Records contained in a dataset
******

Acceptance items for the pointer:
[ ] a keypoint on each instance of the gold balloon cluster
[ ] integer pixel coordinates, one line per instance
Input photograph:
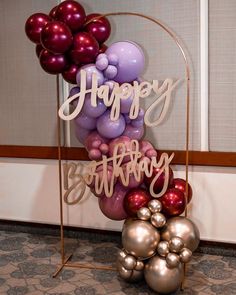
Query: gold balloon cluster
(156, 248)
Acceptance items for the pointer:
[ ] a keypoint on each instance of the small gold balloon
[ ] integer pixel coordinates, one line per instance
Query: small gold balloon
(121, 255)
(183, 228)
(123, 272)
(139, 265)
(144, 213)
(155, 206)
(163, 248)
(185, 255)
(158, 220)
(176, 244)
(161, 278)
(129, 262)
(172, 260)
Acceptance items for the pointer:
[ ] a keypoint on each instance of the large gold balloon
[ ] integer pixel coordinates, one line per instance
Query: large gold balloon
(183, 228)
(140, 238)
(161, 278)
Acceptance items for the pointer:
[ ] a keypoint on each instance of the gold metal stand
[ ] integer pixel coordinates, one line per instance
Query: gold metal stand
(65, 260)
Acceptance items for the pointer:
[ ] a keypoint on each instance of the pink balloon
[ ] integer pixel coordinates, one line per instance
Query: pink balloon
(113, 207)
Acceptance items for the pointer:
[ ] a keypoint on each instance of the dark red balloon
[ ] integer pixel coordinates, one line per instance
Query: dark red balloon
(51, 63)
(70, 74)
(102, 48)
(34, 25)
(135, 199)
(180, 184)
(173, 202)
(158, 186)
(38, 49)
(52, 12)
(71, 13)
(85, 48)
(56, 37)
(100, 28)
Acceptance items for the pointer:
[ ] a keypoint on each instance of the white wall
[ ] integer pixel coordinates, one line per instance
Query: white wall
(29, 192)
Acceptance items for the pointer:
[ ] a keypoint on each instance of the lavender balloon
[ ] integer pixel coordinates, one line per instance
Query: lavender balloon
(134, 132)
(85, 121)
(81, 133)
(113, 207)
(108, 128)
(91, 111)
(131, 60)
(90, 69)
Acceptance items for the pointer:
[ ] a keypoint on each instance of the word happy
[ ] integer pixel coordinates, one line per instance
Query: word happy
(104, 184)
(112, 98)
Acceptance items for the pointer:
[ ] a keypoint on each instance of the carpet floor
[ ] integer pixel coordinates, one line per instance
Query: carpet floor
(28, 261)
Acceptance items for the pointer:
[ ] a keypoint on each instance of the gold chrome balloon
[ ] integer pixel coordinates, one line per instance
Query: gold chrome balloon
(158, 220)
(161, 278)
(129, 262)
(155, 206)
(183, 228)
(185, 255)
(176, 244)
(140, 239)
(172, 260)
(144, 213)
(163, 248)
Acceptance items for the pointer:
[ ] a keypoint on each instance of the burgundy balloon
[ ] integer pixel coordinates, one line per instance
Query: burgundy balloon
(135, 199)
(56, 37)
(70, 74)
(173, 202)
(100, 28)
(71, 13)
(52, 12)
(180, 184)
(51, 63)
(158, 186)
(38, 49)
(85, 48)
(102, 48)
(34, 25)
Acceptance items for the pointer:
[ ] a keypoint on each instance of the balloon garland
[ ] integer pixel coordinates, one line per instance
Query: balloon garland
(156, 240)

******

▶ [What you need to do]:
Exact output of each line above is wanted, without the pictures.

▶ [Result for this task]:
Acceptance items for the pointer:
[ ] a keypoint on each instance of the gold balloon cluster
[ ] integer pixel coordinates, one line per instance
Input photograph:
Query: gold balloon cluster
(156, 248)
Acceptance items for the pointer:
[ ] a keypoint on each instance of the small gold balloon
[ ] integer pixel coordinates, one line per instance
Query: small gold balloon
(121, 255)
(183, 228)
(123, 272)
(139, 265)
(144, 213)
(155, 206)
(163, 248)
(185, 255)
(158, 220)
(176, 244)
(161, 278)
(129, 262)
(172, 260)
Acceptance items for the pointer:
[ ] a keypoint on each instance of the large gold balloon
[ ] integer pixel coordinates, one line per instance
Query: large gold balloon
(183, 228)
(140, 238)
(161, 278)
Acceptance items for the pointer:
[ ] a keypoint on each instance of the gold metal stand
[ ] integer pixel coordinates, one line per instance
Query: gold metal stand
(65, 260)
Acceptance items for the pointer:
[ ] a keypoint on each instance of the pink balloon
[ ] integer pixel coordinates, one line per instance
Query: pink balloon
(113, 207)
Acceptance items for the pointer:
[ ] a keypoint on each instance of the dark red balloon
[ ] integer pixel coordinates, one line per instance
Query: dark red balloon
(51, 63)
(70, 74)
(102, 48)
(34, 25)
(135, 199)
(180, 184)
(173, 202)
(158, 186)
(38, 49)
(52, 12)
(71, 13)
(85, 48)
(56, 37)
(100, 28)
Acceptance items for the pointer:
[ ] a keypoint on each instance of the white wall
[ ] integer pixel coordinates, one line per instance
Query: white wall
(29, 192)
Acceptance items for the pointer:
[ ] a keypoint on each instance of the lavender balloon
[ ] integer pixel coordinates, one line per instance
Query: lavender balloon
(134, 132)
(85, 121)
(81, 133)
(113, 207)
(108, 128)
(91, 111)
(131, 60)
(90, 69)
Acceptance items for the pointer:
[ ] a keypoint on each instance of the word happy
[ ] integer pixel coordinates, one line per instance
Query: word happy
(104, 184)
(112, 98)
Acceptance items for the pointer:
[ ] a keypoint on each instance of the carpet floor
[ ] integer pixel coordinates, one line per instance
Query: carpet floor
(28, 261)
Acceptance items for the pointer:
[ ] a keypoint on each instance of the gold chrome balloon
[ ] integer pixel coordinates, one line per instance
Query: gold chrome balloon
(158, 220)
(161, 278)
(129, 262)
(155, 206)
(183, 228)
(185, 255)
(176, 244)
(140, 239)
(172, 260)
(144, 213)
(163, 248)
Acceptance items for the pointer:
[ ] a keypoint on each instance of the burgundy balloon
[ ] integer pixel coordinates, one line per instance
Query: burgundy balloon
(135, 199)
(56, 37)
(70, 74)
(173, 202)
(100, 28)
(71, 13)
(52, 12)
(180, 184)
(51, 63)
(158, 186)
(38, 49)
(85, 48)
(102, 48)
(34, 25)
Acceptance items for the pointer:
[ ] a keypoint on each instance of the balloon garland
[ ] integer pixel coordinates, one line per instance
Query: balloon garland
(156, 240)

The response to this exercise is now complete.